> COMPITO RICHIESTO A:
Riscrivi come elenco numerato tutte le righe registrate qui sotto, escludendo quelle vuote.

> BRANO DI LETTURA:
________________
ALLEGATO 3
Revoca per autotutela di project financing e adeguamenti tariffari delle concessioni cimiteriali: la determinazione del “momento” da cui si producono effetti


La giurisprudenza in molte occasioni, per quanto non sempre, svolge o sarebbe chiamata a svolgere, un’azione di “codificazione” del diritto, di ri-sistemazione e ri-affermazione di principi che, nella realtà, sarebbero già presenti nelle norme, che, per quanto ben formulate (e ciò non sempre accade, anzi), non sono immediatamente evidenti o sono alterate in funzione di questo o quell’interesse particolare.
Ne sono esempio le sentenze dei giudici amministrativi che di seguito si vanno a commentare.

T.A.R. per la regione Lazio, sede di Roma, Sez. 2^-ter, sent. n. 9662 del 17 luglio 2015, avente ad oggetto l’avvenuta revoca, in esercizio dell’istituto dell’autotutela, di una proposta di project financing per la realizzazione di un impianto di cremazione (ALLEGATO 1)
________________
> DATI REGISTRATI:

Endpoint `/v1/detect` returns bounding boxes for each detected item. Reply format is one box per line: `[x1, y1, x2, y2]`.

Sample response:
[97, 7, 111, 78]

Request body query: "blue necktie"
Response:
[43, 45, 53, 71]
________________
> COMPITO RICHIESTO B:
Copia dal brano sulla revoca in autotutela del project financing il tratto che va da "La giurisprudenza in" fino a "cremazione (ALLEGATO 1)".

> ESITO DEL COMPITO A:
1. Endpoint `/v1/detect` returns bounding boxes for each detected item. Reply format is one box per line: `[x1, y1, x2, y2]`.
2. Sample response:
3. [97, 7, 111, 78]
4. Request body query: "blue necktie"
5. Response:
6. [43, 45, 53, 71]

> ESITO DEL COMPITO B:
La giurisprudenza in molte occasioni, per quanto non sempre, svolge o sarebbe chiamata a svolgere, un’azione di “codificazione” del diritto, di ri-sistemazione e ri-affermazione di principi che, nella realtà, sarebbero già presenti nelle norme, che, per quanto ben formulate (e ciò non sempre accade, anzi), non sono immediatamente evidenti o sono alterate in funzione di questo o quell’interesse particolare.
Ne sono esempio le sentenze dei giudici amministrativi che di seguito si vanno a commentare.

T.A.R. per la regione Lazio, sede di Roma, Sez. 2^-ter, sent. n. 9662 del 17 luglio 2015, avente ad oggetto l’avvenuta revoca, in esercizio dell’istituto dell’autotutela, di una proposta di project financing per la realizzazione di un impianto di cremazione (ALLEGATO 1)